:: Required work ::
Reproduce every line of the items below verbatim, leaving out the pictures.

:: Input material ::

[Begin]

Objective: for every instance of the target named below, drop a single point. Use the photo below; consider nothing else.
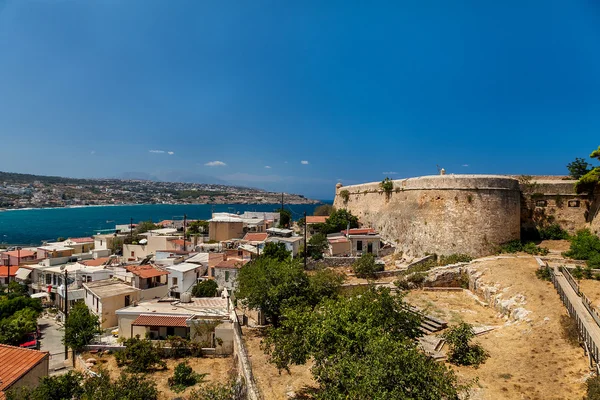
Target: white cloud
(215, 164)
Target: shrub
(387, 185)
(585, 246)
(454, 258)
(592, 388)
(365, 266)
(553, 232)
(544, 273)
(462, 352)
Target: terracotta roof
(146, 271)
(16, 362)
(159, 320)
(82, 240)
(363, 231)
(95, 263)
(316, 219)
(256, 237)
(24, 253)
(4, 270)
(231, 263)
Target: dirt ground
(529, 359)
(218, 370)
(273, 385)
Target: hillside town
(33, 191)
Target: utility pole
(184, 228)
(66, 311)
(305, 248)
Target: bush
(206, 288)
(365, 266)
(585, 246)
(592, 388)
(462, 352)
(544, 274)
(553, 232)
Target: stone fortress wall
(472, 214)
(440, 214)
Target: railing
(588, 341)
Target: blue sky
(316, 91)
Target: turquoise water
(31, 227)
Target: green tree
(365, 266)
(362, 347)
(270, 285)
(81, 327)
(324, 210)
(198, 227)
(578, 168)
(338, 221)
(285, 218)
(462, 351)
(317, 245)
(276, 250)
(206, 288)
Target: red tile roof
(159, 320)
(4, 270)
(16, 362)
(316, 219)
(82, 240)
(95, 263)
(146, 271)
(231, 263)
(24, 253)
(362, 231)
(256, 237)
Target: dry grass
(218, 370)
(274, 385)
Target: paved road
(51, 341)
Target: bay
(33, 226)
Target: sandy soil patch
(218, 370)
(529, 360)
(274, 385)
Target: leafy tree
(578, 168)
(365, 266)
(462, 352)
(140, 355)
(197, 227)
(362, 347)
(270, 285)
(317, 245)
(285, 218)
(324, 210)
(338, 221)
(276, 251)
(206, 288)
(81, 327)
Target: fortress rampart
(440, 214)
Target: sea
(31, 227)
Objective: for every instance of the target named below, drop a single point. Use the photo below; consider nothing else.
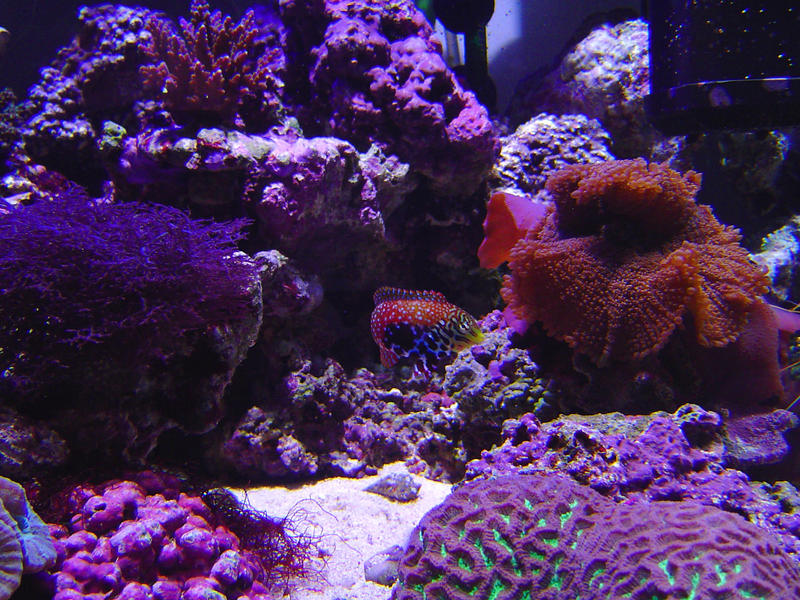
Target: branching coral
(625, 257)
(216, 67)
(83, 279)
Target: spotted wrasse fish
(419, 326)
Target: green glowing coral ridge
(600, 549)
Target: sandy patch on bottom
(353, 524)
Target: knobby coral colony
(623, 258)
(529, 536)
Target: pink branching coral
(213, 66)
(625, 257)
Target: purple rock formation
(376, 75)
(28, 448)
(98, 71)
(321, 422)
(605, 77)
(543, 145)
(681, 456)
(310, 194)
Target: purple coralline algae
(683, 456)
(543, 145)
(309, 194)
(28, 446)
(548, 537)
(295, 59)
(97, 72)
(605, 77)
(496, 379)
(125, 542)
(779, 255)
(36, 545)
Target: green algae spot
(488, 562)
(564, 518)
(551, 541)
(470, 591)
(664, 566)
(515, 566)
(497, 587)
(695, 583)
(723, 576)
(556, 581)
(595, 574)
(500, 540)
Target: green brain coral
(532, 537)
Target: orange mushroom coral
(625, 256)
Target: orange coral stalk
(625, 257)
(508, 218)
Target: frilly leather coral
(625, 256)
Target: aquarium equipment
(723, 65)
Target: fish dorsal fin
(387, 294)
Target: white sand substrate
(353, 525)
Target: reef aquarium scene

[End]

:: Full solution ::
Objective: for every instance of the target named below, drop a single point. Use the photo below; consider nothing else.
Target: white cloud
(215, 164)
Target: shrub
(387, 185)
(585, 246)
(454, 258)
(592, 388)
(365, 266)
(553, 232)
(544, 273)
(462, 352)
Target: terracotta roof
(146, 271)
(16, 362)
(159, 320)
(82, 240)
(363, 231)
(95, 263)
(316, 219)
(256, 237)
(24, 253)
(4, 270)
(231, 263)
Target: dirt ground
(529, 359)
(218, 370)
(273, 385)
Target: hillside town
(33, 191)
Target: utility pole
(184, 228)
(66, 311)
(305, 248)
Target: bush
(206, 288)
(365, 266)
(585, 246)
(592, 388)
(462, 352)
(544, 274)
(553, 232)
Target: stone fortress wall
(472, 214)
(440, 214)
Target: railing
(588, 341)
Target: blue sky
(316, 91)
Target: turquoise water
(31, 227)
Target: green tree
(365, 266)
(362, 347)
(270, 285)
(81, 327)
(324, 210)
(198, 227)
(578, 168)
(338, 221)
(285, 218)
(462, 351)
(317, 245)
(276, 250)
(206, 288)
Target: red tile roof
(159, 320)
(4, 270)
(16, 362)
(316, 219)
(82, 240)
(95, 263)
(146, 271)
(231, 263)
(24, 253)
(362, 231)
(256, 237)
Target: dry grass
(218, 370)
(274, 385)
Target: paved road
(51, 341)
Target: bay
(33, 226)
Target: sandy soil patch
(218, 370)
(529, 360)
(274, 385)
Target: leafy tree
(578, 168)
(365, 266)
(462, 352)
(140, 355)
(197, 227)
(362, 347)
(270, 285)
(317, 245)
(285, 218)
(324, 210)
(338, 221)
(276, 251)
(206, 288)
(81, 327)
Target: fortress rampart
(440, 214)
Target: sea
(31, 227)
Objective: for every instance of the target named below, drop a single point. Use the photo below; consider nothing else.
Target: branching coral
(625, 257)
(216, 67)
(83, 279)
Target: spotted wrasse fish
(419, 326)
Target: green glowing coral ridge
(600, 549)
Target: sandy patch on bottom
(353, 524)
Target: knobby coral colony
(623, 258)
(529, 536)
Target: pink branching coral
(213, 66)
(625, 257)
Target: purple rock formation
(376, 75)
(28, 448)
(98, 71)
(321, 422)
(605, 77)
(543, 145)
(681, 456)
(310, 194)
Target: purple coralline algae
(683, 456)
(543, 145)
(309, 194)
(28, 446)
(548, 537)
(295, 59)
(97, 72)
(605, 77)
(496, 379)
(125, 542)
(779, 255)
(36, 545)
Target: green algae spot
(488, 562)
(564, 518)
(551, 541)
(470, 591)
(664, 566)
(515, 566)
(497, 587)
(695, 583)
(723, 576)
(556, 581)
(595, 574)
(500, 540)
Target: green brain coral
(532, 537)
Target: orange mushroom coral
(625, 256)
Target: orange coral stalk
(625, 257)
(508, 218)
Target: frilly leather coral
(625, 256)
Target: aquarium equipment
(723, 65)
Target: fish dorsal fin
(387, 294)
Target: white sand substrate
(353, 525)
Target: reef aquarium scene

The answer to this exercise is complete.